Task goal:
Reproduce the listing below line for line with no changes, leaving out the pictures.

Records shown:
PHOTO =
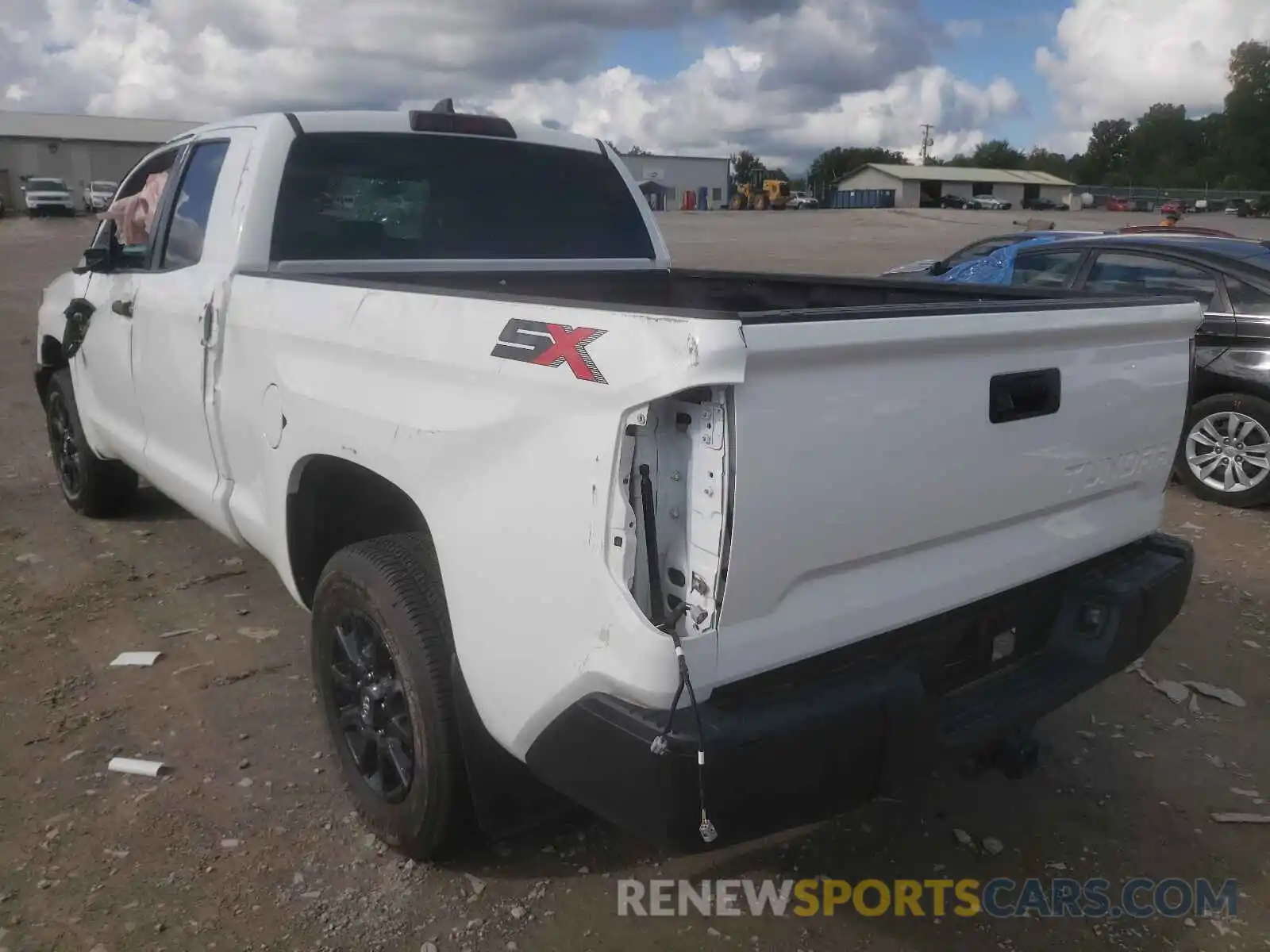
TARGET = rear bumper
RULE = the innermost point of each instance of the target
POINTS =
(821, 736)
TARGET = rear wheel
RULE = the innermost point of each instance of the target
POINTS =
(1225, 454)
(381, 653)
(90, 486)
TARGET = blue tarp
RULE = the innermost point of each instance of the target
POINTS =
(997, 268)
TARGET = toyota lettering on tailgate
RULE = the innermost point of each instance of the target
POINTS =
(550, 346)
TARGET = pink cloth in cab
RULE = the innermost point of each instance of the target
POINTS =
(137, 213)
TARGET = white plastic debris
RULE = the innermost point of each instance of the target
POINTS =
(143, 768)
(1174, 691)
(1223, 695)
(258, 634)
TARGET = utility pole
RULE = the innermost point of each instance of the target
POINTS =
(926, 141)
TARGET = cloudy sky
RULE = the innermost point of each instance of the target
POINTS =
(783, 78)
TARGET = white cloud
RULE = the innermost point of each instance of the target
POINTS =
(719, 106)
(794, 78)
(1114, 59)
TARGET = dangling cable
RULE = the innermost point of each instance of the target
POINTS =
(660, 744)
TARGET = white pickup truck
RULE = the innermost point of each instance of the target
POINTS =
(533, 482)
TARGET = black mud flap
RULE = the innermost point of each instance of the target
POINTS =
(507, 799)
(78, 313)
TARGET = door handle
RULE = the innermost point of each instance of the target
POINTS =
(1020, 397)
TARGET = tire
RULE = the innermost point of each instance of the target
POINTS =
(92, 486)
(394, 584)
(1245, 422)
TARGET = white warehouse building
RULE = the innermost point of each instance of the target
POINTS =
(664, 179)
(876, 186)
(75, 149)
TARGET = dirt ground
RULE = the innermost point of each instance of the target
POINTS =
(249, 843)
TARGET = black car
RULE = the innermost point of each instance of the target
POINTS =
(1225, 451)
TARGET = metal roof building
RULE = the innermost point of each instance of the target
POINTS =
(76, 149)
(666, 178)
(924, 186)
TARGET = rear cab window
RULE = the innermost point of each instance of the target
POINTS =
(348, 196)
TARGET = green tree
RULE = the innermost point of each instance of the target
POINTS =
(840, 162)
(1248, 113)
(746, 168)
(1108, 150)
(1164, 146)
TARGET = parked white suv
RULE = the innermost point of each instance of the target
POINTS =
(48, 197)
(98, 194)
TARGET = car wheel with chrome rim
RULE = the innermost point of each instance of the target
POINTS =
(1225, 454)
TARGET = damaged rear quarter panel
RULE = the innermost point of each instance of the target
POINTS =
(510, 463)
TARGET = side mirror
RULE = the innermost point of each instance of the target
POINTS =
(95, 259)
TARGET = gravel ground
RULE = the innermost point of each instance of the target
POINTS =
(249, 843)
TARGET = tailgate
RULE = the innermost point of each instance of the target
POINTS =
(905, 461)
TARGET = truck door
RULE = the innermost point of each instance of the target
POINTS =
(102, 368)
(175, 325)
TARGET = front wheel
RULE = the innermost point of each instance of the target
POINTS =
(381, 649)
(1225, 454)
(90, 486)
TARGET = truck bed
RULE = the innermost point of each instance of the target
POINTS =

Worked answer:
PHOTO =
TARGET = rear bumper
RULE = the innermost point of each instance of the target
POINTS =
(821, 736)
TARGET = rear wheel
RULE = the innermost point of each instance of the target
POINTS =
(1225, 454)
(381, 653)
(90, 486)
TARGET = blue tarp
RULE = the innermost point of each instance of the target
POINTS =
(997, 268)
TARGET = toyota lettering on tailgate
RULE = the innermost point of each instance of the target
POINTS =
(550, 346)
TARGET = pink cloth in cab
RULE = the innermost point of each instance of the target
POINTS =
(137, 213)
TARGET = white plastic debris
RULE = the innermost point of each instance of the target
POINTS =
(143, 768)
(1174, 691)
(1223, 695)
(258, 634)
TARGET = utility pole
RULE = the innermost point of each instance of the target
POINTS =
(926, 141)
TARGET = cloudy sky
RULE = the innermost point of each instance of the target
POINTS =
(783, 78)
TARGET = white cloud
RULE = the innermost point of each instance of the target
POINTS =
(719, 106)
(794, 78)
(1114, 59)
TARGET = dangling cable
RULE = the innermost point of each instance of the target
POINTS =
(660, 744)
TARGET = white pickup truck
RULE = the innermost point of each instance of the target
POINTS =
(533, 482)
TARGET = black mud flap
RULE = the innermost point of each instance of the target
POINTS =
(507, 799)
(78, 313)
TARGET = door handle
RULE = the innermost point of each instance of the target
POINTS =
(1020, 397)
TARGET = tire
RULE = the innermost point of each instance of the target
POINTS =
(92, 486)
(394, 584)
(1245, 422)
TARGET = white warehouse building
RULE = the innermost point of each instance of the target
POINTS =
(664, 179)
(876, 186)
(75, 149)
TARGET = dirt ground
RULE = the innermost point of each instance of the target
POINTS =
(249, 843)
TARGET = black car
RULE = the innermost point of each instance of the target
POINTS =
(1225, 451)
TARGET = metal roof building
RULE = the innermost point of each instance of the target
POINTS =
(76, 149)
(666, 178)
(924, 186)
TARGET = rear cab window
RULE = the innermost point of each instance of the target
POINTS =
(348, 196)
TARGET = green tree
RULE = the innermost point of each instance of the target
POINTS =
(840, 162)
(1248, 113)
(746, 168)
(1108, 150)
(1164, 146)
TARGET = parked white suv
RULE = the innermost point of each instance of the target
POINTS =
(48, 197)
(98, 194)
TARGET = car wheel with chrome rim
RULE = the innermost point of each instance of the target
POINTS =
(1225, 454)
TARGET = damaged rear quarter panel
RULE = the innermost point of each instance of the target
POINTS =
(510, 463)
TARGET = side mirror
RULE = the innermost point of each instance of the target
POINTS =
(95, 259)
TARGET = gravel ground
RULE = the innermost point of each instance of the target
POINTS =
(249, 843)
TARGET = tailgate
RULE = the innermost point of each instance of the target
POINTS =
(905, 461)
TARGET = truck door
RULE = the innermost point of each instance of the target
POINTS =
(102, 368)
(175, 325)
TARGET = front wheel
RULE = the innermost point of each instance of the target
POINTS =
(381, 649)
(1225, 454)
(90, 486)
TARGET = truck bed
RULE = the innermost point of each instance of the target
POINTS =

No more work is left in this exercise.